Pick up the gardening blog post below, about a weekend trip to collect free mushroom compost, and continue it from its final sentence.

--- Start of Text segment ---

Showing posts with label fun. Show all posts
Showing posts with label fun. Show all posts

Tuesday, February 17, 2009

Free Gardening Supplies + Beer


Over the weekend we jumped into our beater pickup truck to run a bunch of gardening-related errands. I'd been waiting for an opportunity to knock out several tasks in one run, and it was finally the right time. There's a mushroom farm not too far from Kennett Square that gives away free organic mushroom compost most Saturday mornings. We had to get on the road pretty early to get there in time, but man, what a deal. We didn't even have to load it. They had a conveyor belt contraption that just dumped the compost right into the bed of our truck. We had to get in line between much larger farm machines pulling much larger trailers to haul the compost around in. Clearly these farmers know a good thing when they find it. We were thrilled.

--- End of Text segment ---
--- Start of Entries supplied ---

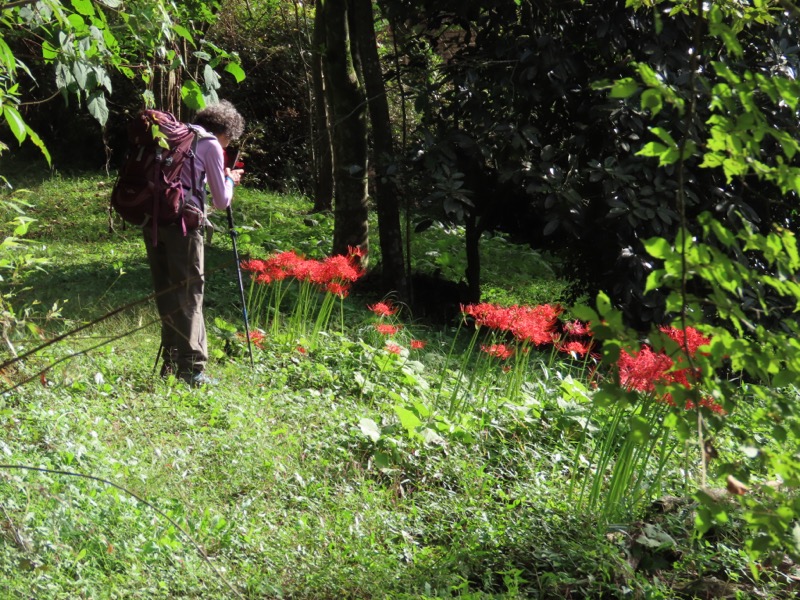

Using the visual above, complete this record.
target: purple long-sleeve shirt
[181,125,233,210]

--- End of Entries supplied ---
--- Start of Entries supplied ---

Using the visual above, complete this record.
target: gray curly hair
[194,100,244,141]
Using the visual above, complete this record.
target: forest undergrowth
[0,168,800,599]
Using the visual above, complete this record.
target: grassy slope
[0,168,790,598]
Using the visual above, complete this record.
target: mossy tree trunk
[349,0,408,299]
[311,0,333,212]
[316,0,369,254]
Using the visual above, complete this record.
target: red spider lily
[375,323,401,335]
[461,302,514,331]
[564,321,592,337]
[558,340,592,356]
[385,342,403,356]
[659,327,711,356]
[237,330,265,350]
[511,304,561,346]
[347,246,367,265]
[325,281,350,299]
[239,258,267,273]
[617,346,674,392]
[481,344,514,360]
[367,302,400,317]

--- End of Entries supplied ---
--- Start of Entries supplied ---

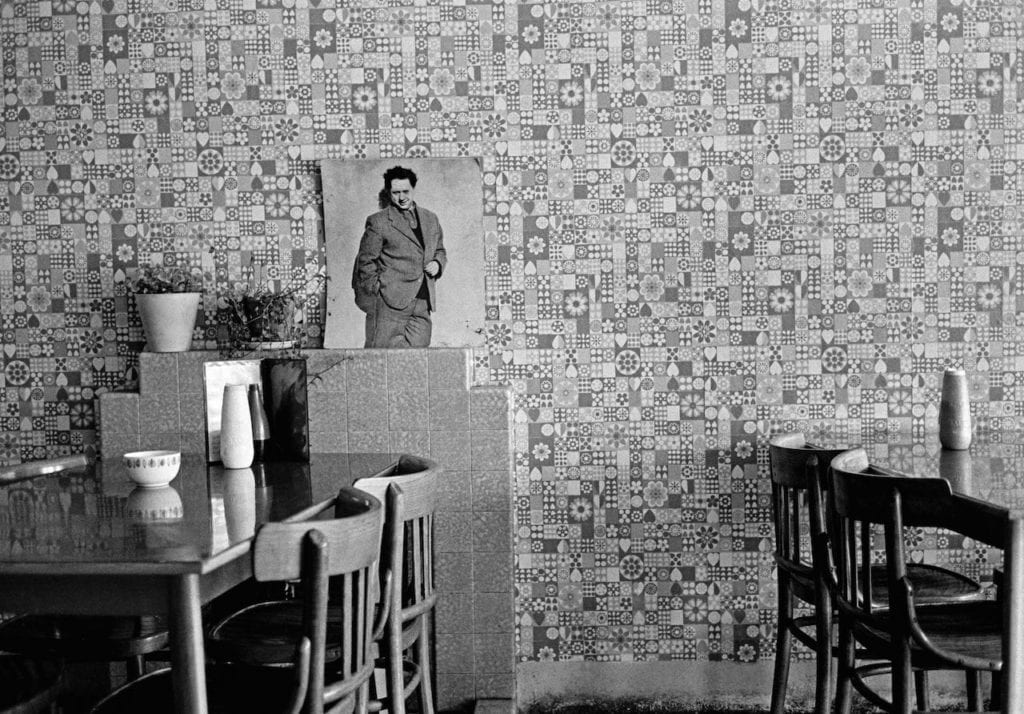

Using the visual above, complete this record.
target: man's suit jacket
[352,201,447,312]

--- End of Entries supplied ---

## Exercise answer
Then off we went to another town in the area to drop off some seeds to a woman who had participated in the group ordering we did last month. She had mentioned that she had a large stand of bamboo, and that we were welcome to come and help ourselves to as much of it as we wanted. We did. I cut down twenty shafts, which, after trimming, we were able to cut into 11-foot sections with remainders 6 to 8 feet long . I want them to create six bean teepees for my garden this year. I'll use the longer sections for the teepees, and the shorter pieces for whatever else suggests itself. We stuffed the bamboo poles into the compost in the bed of the truck and recovered it all with a tarp.

Then it was off to a lunch break and a meetup with Meg & Kelly of Future House Farm at the Victory Brewing brewpub in Downington. We thought it very fitting, parking our beater truck in the brewery's parking lot with this bumper sticker on it. It was good to meet the "Pirate Farm" folks, as my husband calls them, and to chat about sustainability, books by Michael Pollan and Barbara Kingsolver, and food and beer of course. They're gardening-cooking-hen keeping folks themselves, and they're the ones that got me thinking in the first place about using bamboo in the garden. My husband was keen to hear about the rain barrel system they set up for their watering needs. He also indulged in a growler purchase, filled with a Victory brew.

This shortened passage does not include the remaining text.